Extrait de page »

>>>>

Il y a quelques temps déjà, j’avais écrit deux billets sur les télomères, la télomérase, et l’opportunité de l’inhiber pour lutter contre les cellules cancéreuses (voir ici et ). S’il fallait résumer en quelques mots, on pourrait dire que :

  • les télomères sont les extrémités des chromosomes : ils jouent le rôle de protecteur du code génétique. Mais à chaque division cellulaire, ils rétrécissent un peu, jusqu’à atteindre une taille critique, qui bloque toute nouvelle division des cellules (elles entrent alors en « sénescence »), ou qui provoque le suicide programmé de la cellule (appelé apoptose)
  • Dans certaines cellules, un complexe protéinique appelé la télomérase, a pour rôle de maintenir, ou de rétablir la taille des télomères. La télomérase n’est pas présente dans la quasi totalité de nos cellules : seules nos cellules souches, ainsi que certaines cellules du système immunitaire (les lymphocytes T en particulier)) sont concernées.

<<<<

Lignes affichées »
>>>>

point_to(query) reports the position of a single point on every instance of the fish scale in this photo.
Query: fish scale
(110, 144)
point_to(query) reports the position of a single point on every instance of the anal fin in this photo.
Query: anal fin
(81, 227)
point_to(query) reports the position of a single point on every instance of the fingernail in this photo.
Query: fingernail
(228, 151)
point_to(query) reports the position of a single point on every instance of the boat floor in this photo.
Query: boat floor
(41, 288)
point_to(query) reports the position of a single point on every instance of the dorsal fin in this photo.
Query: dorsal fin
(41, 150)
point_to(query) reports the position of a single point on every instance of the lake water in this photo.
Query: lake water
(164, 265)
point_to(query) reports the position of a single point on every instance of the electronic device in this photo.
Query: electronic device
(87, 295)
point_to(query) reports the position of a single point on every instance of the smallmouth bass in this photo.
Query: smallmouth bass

<<<<

Consignes »
1. Selon l'extrait de page, comment appelle-t-on le suicide programmé de la cellule ?
2. Renvoyez, s'il vous plaît, le passage de l'extrait de page qui commence par « Il y a quelques » et se poursuit jusqu'à « cellule (appelé apoptose) ».

Réponses »
1. L'apoptose.

2.
Il y a quelques temps déjà, j’avais écrit deux billets sur les télomères, la télomérase, et l’opportunité de l’inhiber pour lutter contre les cellules cancéreuses (voir ici et ). S’il fallait résumer en quelques mots, on pourrait dire que :

  • les télomères sont les extrémités des chromosomes : ils jouent le rôle de protecteur du code génétique. Mais à chaque division cellulaire, ils rétrécissent un peu, jusqu’à atteindre une taille critique, qui bloque toute nouvelle division des cellules (elles entrent alors en « sénescence »), ou qui provoque le suicide programmé de la cellule (appelé apoptose)